* Stated task *
Copy every one of the records below word for word, keeping each line unchanged and in its original order.
##########
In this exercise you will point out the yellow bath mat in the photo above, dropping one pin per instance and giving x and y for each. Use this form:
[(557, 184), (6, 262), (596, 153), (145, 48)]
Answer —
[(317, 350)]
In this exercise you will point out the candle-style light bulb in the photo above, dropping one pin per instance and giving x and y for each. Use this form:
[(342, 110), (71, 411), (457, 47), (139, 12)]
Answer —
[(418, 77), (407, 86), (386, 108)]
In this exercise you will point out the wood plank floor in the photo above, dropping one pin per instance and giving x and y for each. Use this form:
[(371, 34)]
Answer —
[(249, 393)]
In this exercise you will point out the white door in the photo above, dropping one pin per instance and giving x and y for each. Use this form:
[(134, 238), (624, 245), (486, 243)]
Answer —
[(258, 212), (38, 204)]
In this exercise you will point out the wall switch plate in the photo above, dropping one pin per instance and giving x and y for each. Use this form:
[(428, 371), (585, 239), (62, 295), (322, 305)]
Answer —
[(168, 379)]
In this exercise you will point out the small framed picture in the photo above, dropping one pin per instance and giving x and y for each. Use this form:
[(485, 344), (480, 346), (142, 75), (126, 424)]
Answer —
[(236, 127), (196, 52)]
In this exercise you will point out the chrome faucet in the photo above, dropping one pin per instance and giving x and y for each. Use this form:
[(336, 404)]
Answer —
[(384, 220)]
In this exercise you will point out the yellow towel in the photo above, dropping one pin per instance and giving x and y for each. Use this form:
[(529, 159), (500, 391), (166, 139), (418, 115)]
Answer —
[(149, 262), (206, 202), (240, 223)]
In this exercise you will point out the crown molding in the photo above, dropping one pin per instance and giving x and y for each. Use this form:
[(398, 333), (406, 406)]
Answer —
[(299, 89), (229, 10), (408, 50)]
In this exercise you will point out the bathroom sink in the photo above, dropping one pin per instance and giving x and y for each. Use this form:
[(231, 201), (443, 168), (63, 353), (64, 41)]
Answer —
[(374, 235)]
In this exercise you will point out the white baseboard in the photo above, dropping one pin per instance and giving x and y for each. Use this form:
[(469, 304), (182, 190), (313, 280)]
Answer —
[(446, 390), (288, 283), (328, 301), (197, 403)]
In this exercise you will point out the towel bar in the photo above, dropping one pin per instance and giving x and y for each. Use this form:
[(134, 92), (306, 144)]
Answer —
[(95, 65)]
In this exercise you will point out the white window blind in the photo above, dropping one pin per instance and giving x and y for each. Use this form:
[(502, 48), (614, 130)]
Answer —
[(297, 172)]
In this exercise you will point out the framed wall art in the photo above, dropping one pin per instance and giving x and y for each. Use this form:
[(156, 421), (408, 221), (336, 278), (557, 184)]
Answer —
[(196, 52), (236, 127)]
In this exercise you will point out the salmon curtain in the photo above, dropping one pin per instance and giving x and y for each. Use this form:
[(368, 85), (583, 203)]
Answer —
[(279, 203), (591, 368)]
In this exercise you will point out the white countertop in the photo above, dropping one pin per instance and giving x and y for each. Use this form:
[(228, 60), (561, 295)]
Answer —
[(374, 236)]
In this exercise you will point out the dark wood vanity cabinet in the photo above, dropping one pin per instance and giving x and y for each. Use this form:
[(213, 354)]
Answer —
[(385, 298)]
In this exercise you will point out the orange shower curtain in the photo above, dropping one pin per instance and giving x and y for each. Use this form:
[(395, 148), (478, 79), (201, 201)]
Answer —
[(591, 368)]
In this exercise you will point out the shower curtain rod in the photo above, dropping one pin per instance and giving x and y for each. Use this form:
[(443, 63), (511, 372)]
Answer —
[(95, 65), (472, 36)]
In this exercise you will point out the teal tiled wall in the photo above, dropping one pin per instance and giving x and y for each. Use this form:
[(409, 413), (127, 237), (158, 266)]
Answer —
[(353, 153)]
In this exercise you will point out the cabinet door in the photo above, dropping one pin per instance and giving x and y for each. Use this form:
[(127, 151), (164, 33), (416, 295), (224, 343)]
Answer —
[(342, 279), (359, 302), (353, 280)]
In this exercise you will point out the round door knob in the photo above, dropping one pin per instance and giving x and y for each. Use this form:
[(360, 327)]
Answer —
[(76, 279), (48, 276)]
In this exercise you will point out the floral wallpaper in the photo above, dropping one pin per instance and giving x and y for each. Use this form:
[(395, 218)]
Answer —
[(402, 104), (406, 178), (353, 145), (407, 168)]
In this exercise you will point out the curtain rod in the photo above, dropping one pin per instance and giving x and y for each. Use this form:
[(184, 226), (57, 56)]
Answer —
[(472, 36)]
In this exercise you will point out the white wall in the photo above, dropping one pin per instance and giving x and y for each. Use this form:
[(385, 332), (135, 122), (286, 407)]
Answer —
##########
* Correct answer *
In this exercise you will point out the yellow bath mat in the photo above, dropping one pin per instance and giving x and y for each. Use this form:
[(557, 184), (6, 262), (596, 153), (145, 48)]
Answer —
[(317, 350)]
In this exercise you will point out the candle-style light bulb in the photo above, dropping one pin per instance and giving x and y for each. Use this form:
[(342, 110), (71, 411), (457, 47), (139, 12)]
Answer —
[(418, 77), (407, 86), (386, 108)]
In this exercise you will point out the wood plank floor in the photo above, dropping one pin per instance and giving x and y for each. Use this form:
[(371, 34)]
Answer —
[(249, 393)]
In this exercise you will point out the white door in the photo above, dropping one pin per instance and giving x and y for each. Use this form:
[(134, 238), (624, 245), (486, 243)]
Answer —
[(258, 212), (38, 204)]
In this exercise you will point out the wall switch plate in the photo above, dropping one pin per instance and giving x and y for each. Use this form:
[(428, 371), (585, 239), (62, 295), (322, 305)]
Answer —
[(168, 379)]
In this exercise you will point out the small framed picture in the photo above, dropping one pin per instance and giving x and y for each. Use this form:
[(485, 344), (480, 346), (142, 75), (126, 424)]
Answer —
[(236, 127), (196, 52)]
In this exercise you will point out the chrome faucet in the photo above, dropping one pin per instance and giving x and y for each. Use this form:
[(336, 404)]
Answer —
[(384, 220)]
In this exercise you will point out the yellow towel in the photo above, dropping one pin per instance and giving x and y for each. Use this form:
[(529, 159), (500, 391), (166, 139), (418, 115)]
Answer —
[(149, 262), (206, 202), (240, 223)]
In this exercise you will point out the crown molding in the photo above, dropping one pin per instance and giving x and y for each. Use this form:
[(398, 333), (406, 406)]
Answer —
[(299, 89), (229, 10), (408, 50)]
In this exercise you will point out the bathroom sink in the photo above, dropping one pin per instance and giving x and y for each. Use this form:
[(231, 201), (443, 168), (63, 353), (64, 41)]
Answer —
[(374, 235)]
In this exercise you will point out the white baseboard in the photo above, dropping one pin per instance and giving x and y for each. Use this form:
[(469, 304), (182, 190), (313, 280)]
Answer —
[(446, 390), (288, 283), (328, 301), (197, 403)]
In this exercise you will point out the towel bar in the photo above, dropping one pin per instance and giving x and y for each. Use this form:
[(134, 92), (306, 144)]
Answer —
[(95, 65)]
In this exercise you will point out the white window blind in the photo above, dropping one pin per instance and giving x and y for each. Use this form:
[(502, 48), (614, 130)]
Answer —
[(297, 172)]
In this exercise you will point out the framed wall art in the photo above, dropping one pin per instance and giving x and y for each. Use this form:
[(156, 421), (408, 221), (336, 278), (557, 184)]
Answer —
[(196, 52), (236, 127)]
In this exercise you will point out the salmon curtain in the photo above, dropping one pin per instance and giving x and y for each. Use this form:
[(368, 85), (583, 203)]
Answer —
[(279, 203), (591, 368)]
In this exercise you will point out the white countertop in the photo above, dropping one pin per instance and giving x and y for each. Use this form:
[(228, 60), (561, 295)]
Answer —
[(374, 236)]
In this exercise you will point out the dark wood vanity cabinet in the photo above, dropping one pin per instance and giving x and y for each. Use this form:
[(213, 354)]
Answer —
[(385, 298)]
In this exercise you will point out the orange shower curtain in the photo above, dropping one pin per instance and giving x and y for each. Use this form:
[(395, 148), (478, 79), (201, 201)]
Answer —
[(591, 368)]
In this exercise you will point out the shower curtain rod in the photo above, dropping one pin per instance and giving x and y for each. Use this form:
[(443, 63), (511, 372)]
Answer —
[(95, 65), (472, 36)]
In this exercise you will point out the teal tiled wall in the photo above, dropping one pin per instance and giving x and y for each. Use this form:
[(409, 413), (127, 237), (158, 266)]
Answer —
[(353, 153)]
In this exercise you will point out the cabinet door in the photo above, dropping one pin per instance and giving x and y for each. Use this form:
[(127, 151), (164, 33), (416, 295), (224, 343)]
Answer —
[(342, 279), (359, 302), (353, 280)]
In this exercise you will point out the round door knob in the photo above, dropping one pin per instance and giving x and y for each. Use this form:
[(360, 327)]
Answer —
[(76, 279), (48, 276)]
In this exercise you will point out the floral wallpaper in the photo above, dropping one pin per instance and giving x and y for each. Use this form:
[(395, 218)]
Answer —
[(402, 104), (406, 178), (353, 145), (407, 168)]
In this exercise you will point out the curtain rod in the photo above, dropping one pin per instance and giving x and y for each. Use this form:
[(184, 226), (57, 56)]
Answer —
[(472, 36)]
In this exercise you will point out the white wall in the photo above, dropping one pin per instance and giving x and y for each. Use this form:
[(385, 332), (135, 122), (286, 407)]
Answer —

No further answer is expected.